Exercise prompt -
Rescale the material from its start through the line containing "top-left (170, 454), bottom-right (277, 720)", both ends included: repeat those lines, requests and all, with every coordinate in the answers multiplied by 2.05 and rounded to a whole number, halves going up. Give only those lines, and leave the pictures out.

Given data -

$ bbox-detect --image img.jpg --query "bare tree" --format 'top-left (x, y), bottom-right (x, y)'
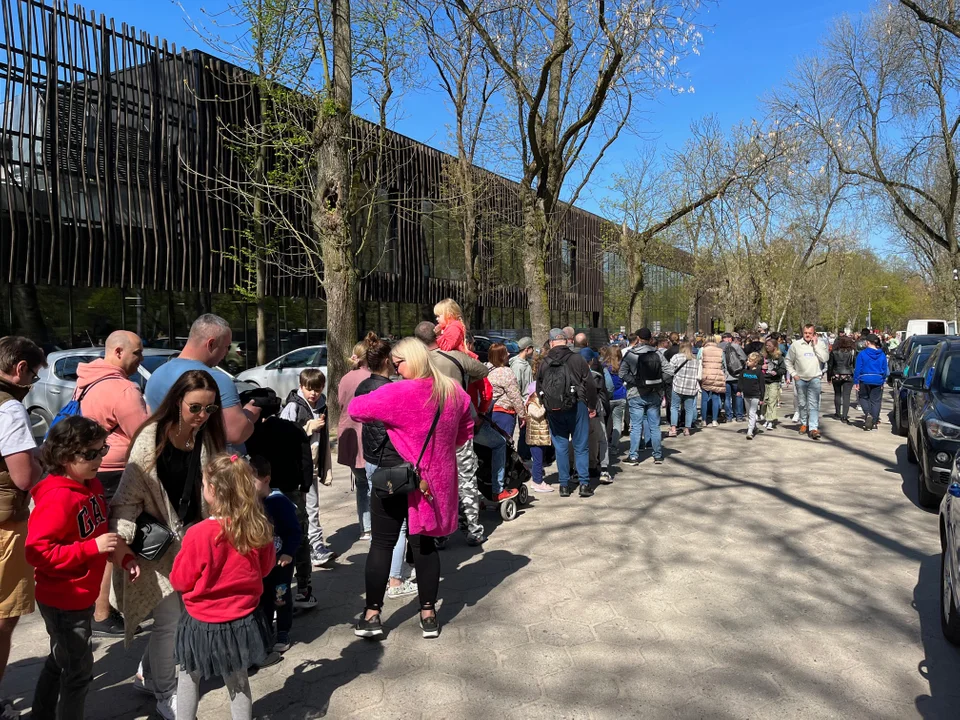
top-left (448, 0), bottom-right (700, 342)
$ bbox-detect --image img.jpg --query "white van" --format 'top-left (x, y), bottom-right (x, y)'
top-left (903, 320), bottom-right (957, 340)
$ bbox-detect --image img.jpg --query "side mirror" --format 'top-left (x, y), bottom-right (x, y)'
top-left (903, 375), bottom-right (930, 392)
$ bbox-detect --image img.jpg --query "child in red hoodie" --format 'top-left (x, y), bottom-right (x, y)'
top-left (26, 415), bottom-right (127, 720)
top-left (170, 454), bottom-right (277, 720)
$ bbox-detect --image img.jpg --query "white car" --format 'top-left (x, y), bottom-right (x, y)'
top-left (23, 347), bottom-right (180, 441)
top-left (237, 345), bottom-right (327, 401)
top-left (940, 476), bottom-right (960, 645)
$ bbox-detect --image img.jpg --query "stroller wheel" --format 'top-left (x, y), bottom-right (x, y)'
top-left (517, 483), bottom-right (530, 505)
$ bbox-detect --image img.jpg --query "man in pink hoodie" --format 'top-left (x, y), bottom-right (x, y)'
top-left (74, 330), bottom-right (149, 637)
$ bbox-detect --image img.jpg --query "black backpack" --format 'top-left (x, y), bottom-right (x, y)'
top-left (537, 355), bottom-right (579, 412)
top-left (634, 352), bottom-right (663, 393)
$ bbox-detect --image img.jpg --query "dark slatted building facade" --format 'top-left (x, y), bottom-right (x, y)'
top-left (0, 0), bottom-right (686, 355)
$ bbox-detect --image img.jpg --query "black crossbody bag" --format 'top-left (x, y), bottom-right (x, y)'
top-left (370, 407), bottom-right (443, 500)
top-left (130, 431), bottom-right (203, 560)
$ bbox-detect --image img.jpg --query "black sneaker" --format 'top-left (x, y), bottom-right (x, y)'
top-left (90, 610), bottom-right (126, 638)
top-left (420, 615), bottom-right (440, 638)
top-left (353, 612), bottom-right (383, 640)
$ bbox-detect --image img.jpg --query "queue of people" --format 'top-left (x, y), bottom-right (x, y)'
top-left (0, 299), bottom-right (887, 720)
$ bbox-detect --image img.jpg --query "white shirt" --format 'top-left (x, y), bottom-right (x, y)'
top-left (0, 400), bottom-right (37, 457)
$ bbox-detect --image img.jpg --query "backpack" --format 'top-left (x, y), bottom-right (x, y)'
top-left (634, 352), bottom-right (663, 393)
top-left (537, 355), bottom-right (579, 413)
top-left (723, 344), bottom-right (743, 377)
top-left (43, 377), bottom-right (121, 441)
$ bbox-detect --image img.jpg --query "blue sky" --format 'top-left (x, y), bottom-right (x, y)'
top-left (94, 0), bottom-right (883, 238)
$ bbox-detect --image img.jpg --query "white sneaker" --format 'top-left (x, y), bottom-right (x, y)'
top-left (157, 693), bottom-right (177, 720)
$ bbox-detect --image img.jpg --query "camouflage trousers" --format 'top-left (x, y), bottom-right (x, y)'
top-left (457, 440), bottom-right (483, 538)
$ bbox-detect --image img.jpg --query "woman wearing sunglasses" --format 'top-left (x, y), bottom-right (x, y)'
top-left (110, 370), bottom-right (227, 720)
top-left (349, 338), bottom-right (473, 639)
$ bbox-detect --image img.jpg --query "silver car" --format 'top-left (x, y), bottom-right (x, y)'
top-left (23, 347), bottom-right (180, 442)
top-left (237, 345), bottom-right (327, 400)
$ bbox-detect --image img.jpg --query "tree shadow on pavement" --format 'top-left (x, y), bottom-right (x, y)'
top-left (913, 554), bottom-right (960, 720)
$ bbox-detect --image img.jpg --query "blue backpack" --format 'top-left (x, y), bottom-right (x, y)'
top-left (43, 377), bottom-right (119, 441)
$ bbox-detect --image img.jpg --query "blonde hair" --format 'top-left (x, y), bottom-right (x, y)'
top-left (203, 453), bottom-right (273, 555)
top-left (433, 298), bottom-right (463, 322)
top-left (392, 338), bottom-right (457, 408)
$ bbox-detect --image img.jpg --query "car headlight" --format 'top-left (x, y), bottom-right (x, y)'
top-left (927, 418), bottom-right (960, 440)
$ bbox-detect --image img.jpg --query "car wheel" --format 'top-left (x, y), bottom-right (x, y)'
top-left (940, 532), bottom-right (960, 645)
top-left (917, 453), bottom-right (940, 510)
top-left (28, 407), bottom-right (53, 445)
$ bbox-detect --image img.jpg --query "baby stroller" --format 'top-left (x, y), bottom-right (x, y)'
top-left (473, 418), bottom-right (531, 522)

Task result -
$ bbox-detect --image img.jpg --query "bare tree" --format 'top-left (x, y), bottom-right (x, y)'
top-left (918, 0), bottom-right (1435, 701)
$ bbox-detect --image img.jpg --query "white van" --format 'top-left (x, y), bottom-right (x, y)'
top-left (1851, 656), bottom-right (1962, 697)
$ bbox-detect --image img.jpg --query "side mirror" --format 'top-left (x, y), bottom-right (x, y)'
top-left (1851, 769), bottom-right (1907, 804)
$ bbox-detect --image img.jpg --query "child in red hoodie" --format 'top-left (x, y), bottom-right (x, y)'
top-left (53, 851), bottom-right (260, 1476)
top-left (349, 931), bottom-right (568, 1476)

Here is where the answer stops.